● **SUPPLIED DATA**:
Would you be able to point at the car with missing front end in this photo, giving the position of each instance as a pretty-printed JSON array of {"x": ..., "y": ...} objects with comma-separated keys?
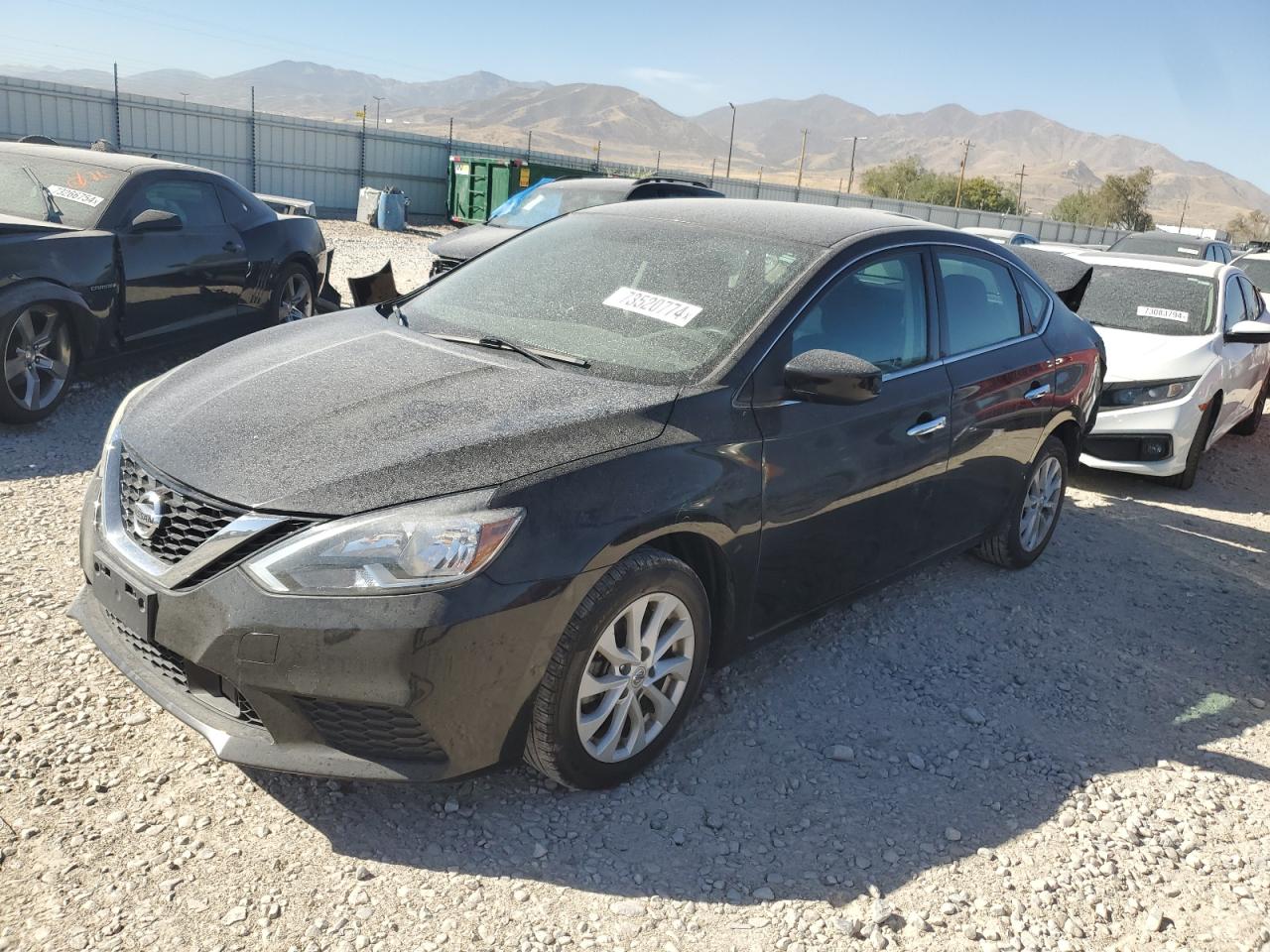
[
  {"x": 521, "y": 511},
  {"x": 1188, "y": 361},
  {"x": 104, "y": 254}
]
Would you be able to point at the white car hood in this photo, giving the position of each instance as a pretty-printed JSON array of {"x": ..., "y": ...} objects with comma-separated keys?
[{"x": 1133, "y": 356}]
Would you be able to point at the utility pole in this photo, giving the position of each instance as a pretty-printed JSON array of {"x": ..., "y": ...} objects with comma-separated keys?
[
  {"x": 731, "y": 135},
  {"x": 965, "y": 158},
  {"x": 802, "y": 157},
  {"x": 851, "y": 176}
]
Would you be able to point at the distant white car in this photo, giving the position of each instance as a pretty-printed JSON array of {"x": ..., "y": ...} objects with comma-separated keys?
[
  {"x": 1256, "y": 266},
  {"x": 1188, "y": 358},
  {"x": 1002, "y": 236}
]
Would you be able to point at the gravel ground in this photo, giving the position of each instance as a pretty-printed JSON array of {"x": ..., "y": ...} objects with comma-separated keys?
[{"x": 1075, "y": 757}]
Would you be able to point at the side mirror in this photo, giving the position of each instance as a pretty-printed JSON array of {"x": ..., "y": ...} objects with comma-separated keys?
[
  {"x": 832, "y": 377},
  {"x": 1248, "y": 333},
  {"x": 154, "y": 220}
]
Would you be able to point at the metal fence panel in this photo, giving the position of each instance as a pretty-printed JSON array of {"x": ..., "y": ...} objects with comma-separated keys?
[{"x": 326, "y": 162}]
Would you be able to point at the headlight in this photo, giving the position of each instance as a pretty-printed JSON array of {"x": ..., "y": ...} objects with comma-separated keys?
[
  {"x": 1141, "y": 394},
  {"x": 393, "y": 551}
]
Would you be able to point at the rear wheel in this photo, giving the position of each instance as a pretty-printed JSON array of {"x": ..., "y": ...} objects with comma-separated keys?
[
  {"x": 293, "y": 295},
  {"x": 1187, "y": 477},
  {"x": 39, "y": 362},
  {"x": 626, "y": 670},
  {"x": 1020, "y": 539},
  {"x": 1248, "y": 424}
]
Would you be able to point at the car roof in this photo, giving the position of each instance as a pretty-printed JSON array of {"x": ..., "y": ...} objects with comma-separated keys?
[
  {"x": 790, "y": 221},
  {"x": 1198, "y": 268},
  {"x": 122, "y": 162}
]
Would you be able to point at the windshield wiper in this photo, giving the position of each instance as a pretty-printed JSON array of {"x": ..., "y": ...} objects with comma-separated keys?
[
  {"x": 50, "y": 204},
  {"x": 534, "y": 353}
]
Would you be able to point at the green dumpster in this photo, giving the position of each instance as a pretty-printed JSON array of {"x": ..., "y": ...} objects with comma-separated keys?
[{"x": 479, "y": 184}]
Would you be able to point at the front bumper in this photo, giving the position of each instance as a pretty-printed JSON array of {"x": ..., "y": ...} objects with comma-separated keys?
[
  {"x": 1121, "y": 433},
  {"x": 420, "y": 687}
]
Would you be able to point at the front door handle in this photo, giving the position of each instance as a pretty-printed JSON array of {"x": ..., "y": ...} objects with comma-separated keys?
[{"x": 929, "y": 426}]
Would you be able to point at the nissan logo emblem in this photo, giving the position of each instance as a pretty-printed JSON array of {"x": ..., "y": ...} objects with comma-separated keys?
[{"x": 148, "y": 515}]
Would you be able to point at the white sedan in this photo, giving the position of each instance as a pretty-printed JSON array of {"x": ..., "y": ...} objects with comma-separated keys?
[{"x": 1188, "y": 359}]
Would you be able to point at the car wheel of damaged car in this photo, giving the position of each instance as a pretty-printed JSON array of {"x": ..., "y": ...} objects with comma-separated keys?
[
  {"x": 293, "y": 295},
  {"x": 39, "y": 362},
  {"x": 626, "y": 670},
  {"x": 1024, "y": 536}
]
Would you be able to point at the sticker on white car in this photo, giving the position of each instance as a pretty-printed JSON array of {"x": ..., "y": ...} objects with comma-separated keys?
[
  {"x": 1164, "y": 313},
  {"x": 656, "y": 306}
]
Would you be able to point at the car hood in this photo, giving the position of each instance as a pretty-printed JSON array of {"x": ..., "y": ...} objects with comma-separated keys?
[
  {"x": 470, "y": 241},
  {"x": 1133, "y": 356},
  {"x": 349, "y": 413}
]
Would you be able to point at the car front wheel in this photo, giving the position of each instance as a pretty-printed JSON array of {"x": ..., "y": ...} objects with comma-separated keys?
[
  {"x": 625, "y": 673},
  {"x": 39, "y": 362},
  {"x": 1020, "y": 539}
]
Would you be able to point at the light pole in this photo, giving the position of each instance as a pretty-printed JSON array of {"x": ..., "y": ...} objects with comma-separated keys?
[
  {"x": 851, "y": 176},
  {"x": 731, "y": 135}
]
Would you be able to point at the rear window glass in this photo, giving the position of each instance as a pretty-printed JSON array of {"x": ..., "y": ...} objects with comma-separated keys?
[
  {"x": 1150, "y": 301},
  {"x": 79, "y": 190}
]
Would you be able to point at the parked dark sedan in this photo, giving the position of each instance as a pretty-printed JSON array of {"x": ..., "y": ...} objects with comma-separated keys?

● **TASK ITEM**: Only the pictures are to be left out; all other material is to be output exactly.

● **EXPECTED ANSWER**:
Would you be able to point at the car with missing front end in this photo, giving the position of each instance as a pretty-printed JSON array of {"x": ..., "y": ...} objects with comma-separated keys?
[
  {"x": 521, "y": 511},
  {"x": 1188, "y": 361},
  {"x": 104, "y": 254}
]
Would you be able to point at the white car hood in this photo, giving the position of each instance as a pretty-printed JSON array of {"x": ..., "y": ...} objects with comma-separated keys?
[{"x": 1133, "y": 356}]
Would you be able to point at the utility pole in this photo, giving the position of each instance as a pretty-printed JSON array of {"x": ..., "y": ...} objects with comma-separated keys?
[
  {"x": 731, "y": 135},
  {"x": 965, "y": 158},
  {"x": 802, "y": 157},
  {"x": 851, "y": 176}
]
Would you be able to point at the distant white car in this photo, giving the position of each instance as a pretty-printed JSON array of {"x": ..., "y": ...} objects with comma-separated keys?
[
  {"x": 1256, "y": 266},
  {"x": 1188, "y": 358},
  {"x": 1002, "y": 236}
]
Would you be able to point at the gravel ground in this photo, giving the position of each instance as a pretty-printed JSON array of {"x": ..., "y": ...} objects with comma-separated keys?
[{"x": 1075, "y": 757}]
Would you be able to point at the side mirror in this photo, giving the position of each instance as a pretty-printed JSON array of {"x": ..., "y": ...} objects with comma-separated keys?
[
  {"x": 832, "y": 377},
  {"x": 1248, "y": 333},
  {"x": 154, "y": 220}
]
Would you be able to point at the metal fence panel in this photo, giving the position of each instance as a pretty-printed JSON array of {"x": ..., "y": ...} objects with comma-separated keys?
[{"x": 326, "y": 162}]
Would you be able to point at the headlight in this photo, giving the position of each instance as a pretty-printed JSON array of {"x": ..., "y": ...} objects with comma-separated keys?
[
  {"x": 1141, "y": 394},
  {"x": 393, "y": 551}
]
Would you be able to point at the rear wheel in this photo, giving the position of each instance as a pretty-printed JSON array of {"x": ..., "y": ...} objects with comma-separated keys?
[
  {"x": 293, "y": 295},
  {"x": 1187, "y": 477},
  {"x": 39, "y": 362},
  {"x": 626, "y": 670},
  {"x": 1020, "y": 539},
  {"x": 1248, "y": 424}
]
Would you be able to point at the car roof in this photo, giving the position of each instance as a pretty-printed JSON array of {"x": ..., "y": ...} objects with comma-separated keys?
[
  {"x": 790, "y": 221},
  {"x": 1198, "y": 268},
  {"x": 122, "y": 162}
]
Would you be able to point at the windshield wiper in this photo, giving the position of each instance as a pretty-printed JSON array of {"x": ..., "y": ...} objects with comma-separated keys?
[
  {"x": 50, "y": 204},
  {"x": 534, "y": 353}
]
Would you be able to point at the green dumpster in this photo, giving the position of each instance as a pretty-printed JSON array of {"x": ..., "y": ...} objects with comma-separated keys?
[{"x": 479, "y": 184}]
Would you be able to point at the front bumper in this photo, giving the position of each instance as a pretty-printed JSON array of {"x": ..., "y": ...} objects with comma-separated keys?
[
  {"x": 1121, "y": 433},
  {"x": 420, "y": 687}
]
Would you be able to point at the front door handle in this photo, giving the position of each instance as a pretty-printed JSON array of {"x": ..., "y": ...} objects with comma-separated keys?
[{"x": 929, "y": 426}]
Would you be able to point at the nissan logo emblem in this photo, giving the position of each instance as a pretty-printed JSON array of {"x": ..., "y": ...} objects with comma-separated keys?
[{"x": 148, "y": 515}]
Would you be able to point at the white sedan in this photo, giving the position of each instance as a pretty-printed JSON array of {"x": ..., "y": ...} objects with comma-separated keys?
[{"x": 1188, "y": 359}]
Would you be able to point at the car wheel of damaged car in this photo, giving the position of each instance as a pretty-printed JSON array of {"x": ..., "y": ...} objects with comma-separated keys?
[
  {"x": 293, "y": 295},
  {"x": 39, "y": 362},
  {"x": 626, "y": 670},
  {"x": 1024, "y": 536}
]
Would you be able to point at the sticker on white car in this photo, giving the position of each instance as a pretty-printed JSON array of {"x": ..., "y": ...} objects with comma-separated keys?
[
  {"x": 1164, "y": 313},
  {"x": 656, "y": 306}
]
Would you be able to point at the car hood in this photo, giving the position of each instance as a pretty-printed JSON array of {"x": ..., "y": ...} objects with comma-separated keys?
[
  {"x": 470, "y": 241},
  {"x": 1133, "y": 356},
  {"x": 349, "y": 413}
]
Would you be able to point at the car front wheel in this photo, giving the position of each instance as a pretty-printed JSON array of {"x": ..., "y": ...} objects with comma-separated keys?
[
  {"x": 625, "y": 673},
  {"x": 39, "y": 362},
  {"x": 1020, "y": 539}
]
Would you be able to point at the light pole in this photo, giving the position of each instance as a pretty-printed JSON array of {"x": ..., "y": ...} objects with comma-separated keys?
[
  {"x": 851, "y": 176},
  {"x": 731, "y": 135}
]
Would you be able to point at the rear window glass in this photo, giving the position of each instance as a pretty-printed JSON array of {"x": ..., "y": ...} objects with comma-separated keys?
[
  {"x": 1150, "y": 301},
  {"x": 79, "y": 190}
]
Would you be able to point at the parked dark sedan in this photo, giving the position of each instance as a pretty-printed JSON array of {"x": ..., "y": ...} objects with comma-separated keys?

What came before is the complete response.